Records of position annotations:
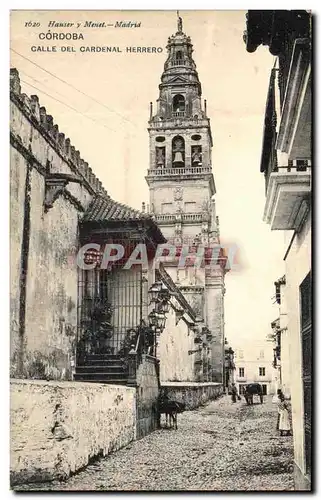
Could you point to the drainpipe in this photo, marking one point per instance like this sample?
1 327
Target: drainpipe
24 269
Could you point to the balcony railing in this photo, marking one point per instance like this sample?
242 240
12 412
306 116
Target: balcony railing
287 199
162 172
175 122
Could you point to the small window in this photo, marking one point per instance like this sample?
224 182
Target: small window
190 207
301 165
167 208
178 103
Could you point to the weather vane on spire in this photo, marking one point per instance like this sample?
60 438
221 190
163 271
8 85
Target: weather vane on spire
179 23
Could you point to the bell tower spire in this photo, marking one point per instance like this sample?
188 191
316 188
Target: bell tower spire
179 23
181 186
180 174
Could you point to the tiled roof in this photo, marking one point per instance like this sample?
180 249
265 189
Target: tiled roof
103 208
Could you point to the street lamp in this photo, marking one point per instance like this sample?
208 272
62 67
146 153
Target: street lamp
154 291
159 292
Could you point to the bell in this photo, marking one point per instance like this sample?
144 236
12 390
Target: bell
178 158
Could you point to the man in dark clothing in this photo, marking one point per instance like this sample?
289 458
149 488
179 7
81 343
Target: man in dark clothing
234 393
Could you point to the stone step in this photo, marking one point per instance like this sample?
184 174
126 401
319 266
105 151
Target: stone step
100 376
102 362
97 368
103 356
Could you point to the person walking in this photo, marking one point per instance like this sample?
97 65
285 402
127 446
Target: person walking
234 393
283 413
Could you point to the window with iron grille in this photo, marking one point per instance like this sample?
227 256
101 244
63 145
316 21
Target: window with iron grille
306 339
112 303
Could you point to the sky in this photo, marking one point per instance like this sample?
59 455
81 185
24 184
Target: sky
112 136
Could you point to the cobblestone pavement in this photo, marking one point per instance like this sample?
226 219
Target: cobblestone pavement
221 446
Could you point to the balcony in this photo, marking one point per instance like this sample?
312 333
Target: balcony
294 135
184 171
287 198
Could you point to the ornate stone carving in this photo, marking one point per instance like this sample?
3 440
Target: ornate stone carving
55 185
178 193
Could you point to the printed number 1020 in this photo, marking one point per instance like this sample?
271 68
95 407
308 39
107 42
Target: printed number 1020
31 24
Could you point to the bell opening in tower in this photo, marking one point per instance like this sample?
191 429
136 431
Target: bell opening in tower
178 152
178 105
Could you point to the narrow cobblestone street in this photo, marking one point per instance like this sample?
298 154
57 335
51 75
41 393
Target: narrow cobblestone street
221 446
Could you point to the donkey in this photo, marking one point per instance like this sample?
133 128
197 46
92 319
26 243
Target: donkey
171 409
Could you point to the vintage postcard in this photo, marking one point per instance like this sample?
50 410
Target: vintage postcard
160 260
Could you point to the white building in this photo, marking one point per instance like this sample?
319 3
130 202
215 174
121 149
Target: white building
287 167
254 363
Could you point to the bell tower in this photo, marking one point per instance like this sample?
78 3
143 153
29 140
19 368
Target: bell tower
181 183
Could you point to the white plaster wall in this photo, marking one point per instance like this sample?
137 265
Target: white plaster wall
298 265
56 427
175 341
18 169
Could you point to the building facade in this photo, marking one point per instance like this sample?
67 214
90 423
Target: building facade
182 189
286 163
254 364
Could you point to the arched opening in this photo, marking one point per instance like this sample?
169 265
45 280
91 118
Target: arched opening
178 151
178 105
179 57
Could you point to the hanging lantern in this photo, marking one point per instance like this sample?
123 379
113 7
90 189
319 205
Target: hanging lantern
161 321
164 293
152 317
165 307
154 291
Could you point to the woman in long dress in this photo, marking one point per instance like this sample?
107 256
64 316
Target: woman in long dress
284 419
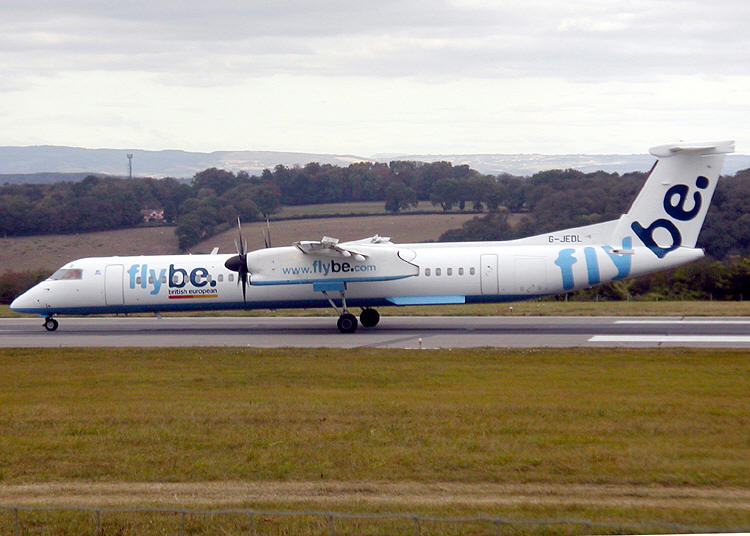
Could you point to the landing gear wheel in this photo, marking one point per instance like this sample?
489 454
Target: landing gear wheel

### Task prompt
Copy every line of the material above word for word, leaving the pictures out of your answer.

### Response
Could you point to the drainpipe in this photo, marking one point per instance like this sample?
1 327
Target: drainpipe
24 269
Could you point to the balcony railing in this photo, marking one point per instance like this sample?
242 240
12 412
306 116
Target: balcony railing
287 199
162 172
175 122
Could you point to the small window in this photo, marking one point per instance like this sample?
224 182
Target: small window
190 207
301 165
167 208
178 103
Could you point to the weather vane on spire in this photo, marking one point per instance like this sample?
60 438
221 190
163 271
8 85
Target: weather vane on spire
179 23
Could you point to the bell tower spire in this photo, marking one point per instance like this sample?
188 191
316 188
Target: bell tower spire
179 23
181 186
180 174
Could you point to the tiled roof in this photo, marking one point per instance like this sample?
180 249
265 189
Target: tiled roof
103 208
Could you point to the street lamp in this photo, marking one point per instance like this sample?
208 272
62 67
146 153
Target: street lamp
154 291
159 292
Could you point to the bell in this photo, marking one point per instance like this sample?
144 236
12 390
Target: bell
178 158
Could you point to the man in dark clothing in this photo, marking one point per instance like this sample?
289 458
149 488
179 7
81 343
Target: man in dark clothing
234 393
Could you point to the stone step in this photo, marking one point per instance like this sample?
184 174
126 401
319 266
105 151
Target: stone step
100 376
102 362
97 368
103 356
Could you point to the person walking in this photo, marking one point per instance like this sample?
97 65
285 402
127 446
Target: person walking
234 393
283 413
Could you point to the window with iron grille in this photo, marking one point per instance like this sample?
227 256
101 244
63 145
316 21
Target: window with iron grille
306 339
112 303
Could you point to the sky in this photo, marking one point per instance like this sample?
59 455
81 185
24 184
Target: sky
112 136
Could you point to the cobblestone pavement in this photo, marking one point per instance like this sample?
226 219
Target: cobblestone pavement
221 446
Could you point to the balcony in this photo, marking one point per instance like this sample?
312 333
Target: balcony
294 135
184 171
287 198
Could you point to the ornate stone carving in this photo, marking one point per instance like this sample?
3 440
Target: ornate stone carving
55 185
178 193
Could you point to the printed number 1020 in this photo, marking one point per instance like this sample?
271 68
95 407
308 39
107 42
Target: printed number 1020
31 24
Could you point to the bell opening in tower in this photo, marking one point per instance like this sample?
191 429
136 431
Target: bell opening in tower
178 152
178 105
Could you point to the narrow cobblestone street in this photo, marking one point per instance like this sample?
298 154
57 335
51 75
41 393
Target: narrow cobblestone street
221 446
Could you point to the donkey in this photo, marking one point per instance like this sample?
133 128
197 46
92 319
26 243
Target: donkey
171 409
Could you point to the vintage postcard in this photo, marking one point per instance like this sample?
50 410
Target: vintage postcard
160 260
Could you point to the white building in this photo, marking one point per instance like this sample?
319 3
130 202
215 174
121 149
Target: white building
287 167
254 363
Could you point to the bell tower in this photo, marking one point per instance like this sample?
78 3
143 153
29 140
19 368
Target: bell tower
181 183
Could you point to the white plaster wall in this photo, marking one point per instance like this sample?
137 265
Target: white plaster wall
298 265
56 427
175 341
18 169
Could you point to the building facade in this photo, marking one point per instance like this sample?
67 214
90 423
Target: building facade
182 189
286 163
254 364
Could you point to the arched opening in this photo, marking one point per instance like this sample?
169 265
45 280
91 118
Target: arched opening
178 151
178 105
179 57
Could you point to the hanging lantern in this photo, marking one point per instance like this sample?
123 379
113 7
90 189
319 205
Target: hanging lantern
161 321
164 293
152 317
165 307
154 291
Could you point to the woman in long dress in this photo, marking one point per instance like this sample?
107 256
64 316
Target: woman in long dress
284 419
Could you point to the landing gear wheel in this photo, marking one point per instance like this sample?
489 454
Target: landing gear wheel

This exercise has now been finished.